Records from a data source
- - - - -
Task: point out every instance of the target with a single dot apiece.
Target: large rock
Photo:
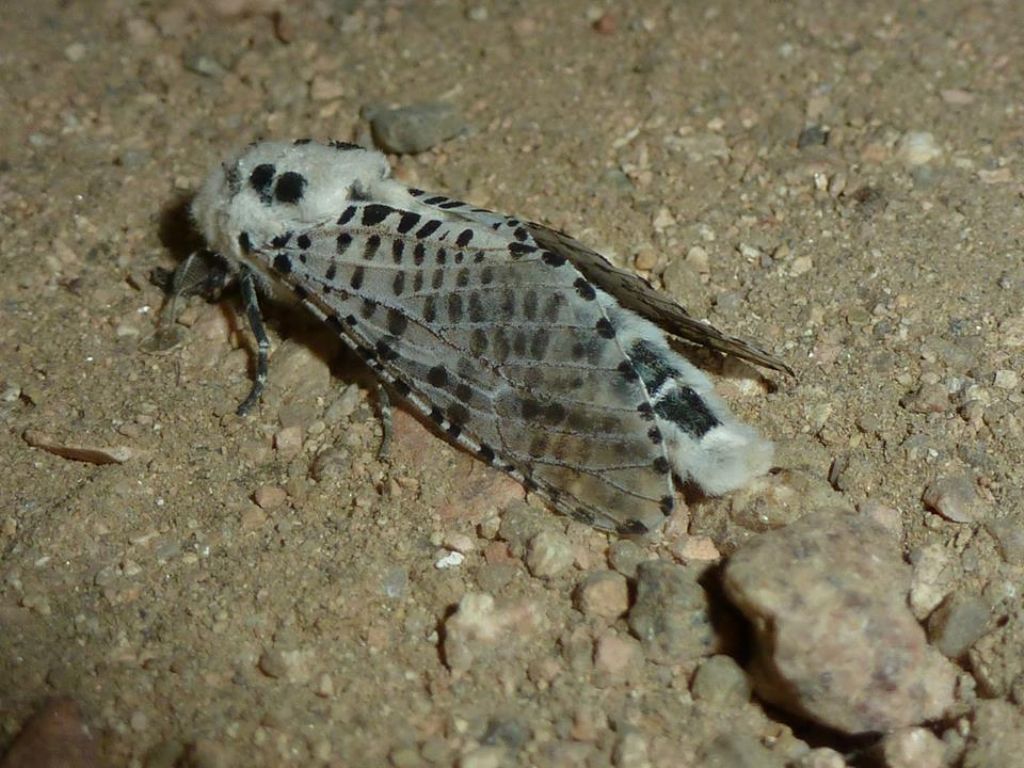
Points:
(836, 641)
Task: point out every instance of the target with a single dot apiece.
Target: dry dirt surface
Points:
(841, 181)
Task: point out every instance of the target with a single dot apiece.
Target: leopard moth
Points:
(520, 344)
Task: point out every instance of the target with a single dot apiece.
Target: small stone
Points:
(1009, 539)
(479, 629)
(957, 624)
(930, 398)
(288, 441)
(721, 682)
(548, 554)
(138, 722)
(737, 750)
(484, 757)
(631, 751)
(299, 372)
(450, 560)
(605, 24)
(663, 220)
(696, 549)
(613, 654)
(459, 543)
(603, 594)
(625, 555)
(326, 89)
(269, 497)
(801, 265)
(416, 128)
(271, 664)
(934, 577)
(325, 686)
(90, 454)
(954, 498)
(822, 757)
(75, 52)
(918, 147)
(956, 96)
(812, 135)
(912, 748)
(670, 615)
(1007, 379)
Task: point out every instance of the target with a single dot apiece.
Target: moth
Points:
(521, 345)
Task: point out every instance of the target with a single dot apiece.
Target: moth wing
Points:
(503, 355)
(635, 293)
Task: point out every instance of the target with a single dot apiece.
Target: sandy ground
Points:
(842, 182)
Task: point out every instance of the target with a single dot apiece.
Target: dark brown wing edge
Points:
(635, 293)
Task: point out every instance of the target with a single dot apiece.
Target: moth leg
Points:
(203, 272)
(251, 303)
(384, 403)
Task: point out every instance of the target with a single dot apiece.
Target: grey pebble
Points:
(416, 128)
(957, 624)
(812, 135)
(720, 682)
(548, 554)
(670, 615)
- - - - -
= TASK INSTRUCTIONS =
Before copying, set the pictures aside; then give the records again exactly.

= RESPONSE =
Task: point out every instance of the target with a single dot apiece.
Target: large rock
Photo:
Points:
(836, 641)
Task: point out every instance of the target with a single dot apiece.
Target: dry dirt surface
Points:
(841, 181)
Task: point out every instance of the target with a single dot apiece.
Target: leopard moth
Points:
(520, 344)
Task: point out every instance of the target with a single dot apiece.
Target: small stone
Points:
(1009, 539)
(479, 629)
(957, 624)
(930, 398)
(288, 441)
(721, 682)
(548, 554)
(138, 722)
(737, 750)
(484, 757)
(631, 751)
(299, 372)
(450, 560)
(605, 24)
(663, 220)
(696, 549)
(613, 654)
(459, 543)
(603, 594)
(625, 555)
(326, 89)
(269, 497)
(801, 265)
(416, 128)
(271, 664)
(934, 577)
(325, 686)
(90, 454)
(954, 498)
(822, 757)
(75, 52)
(918, 147)
(956, 96)
(812, 135)
(912, 748)
(670, 615)
(1007, 379)
Task: point out every instance of the target with a single dot apiece.
Target: moth
Points:
(521, 345)
Task: point out every instance of the target with a single dot apiece.
Target: moth wing
Points:
(503, 355)
(635, 293)
Task: point out every instance of the target with a single dot apiece.
Target: sandy ground
Points:
(842, 182)
Task: point out every instance of the target with a single dot apiece.
Target: dark brown wing edge
Points:
(635, 293)
Task: point out every instance of the target with a single dot apiece.
Target: moth leg
Points:
(203, 272)
(251, 303)
(384, 403)
Task: point out every instance of the target with a single dot apiece.
Target: grey pebble
Points:
(416, 128)
(957, 624)
(812, 135)
(720, 682)
(548, 554)
(670, 615)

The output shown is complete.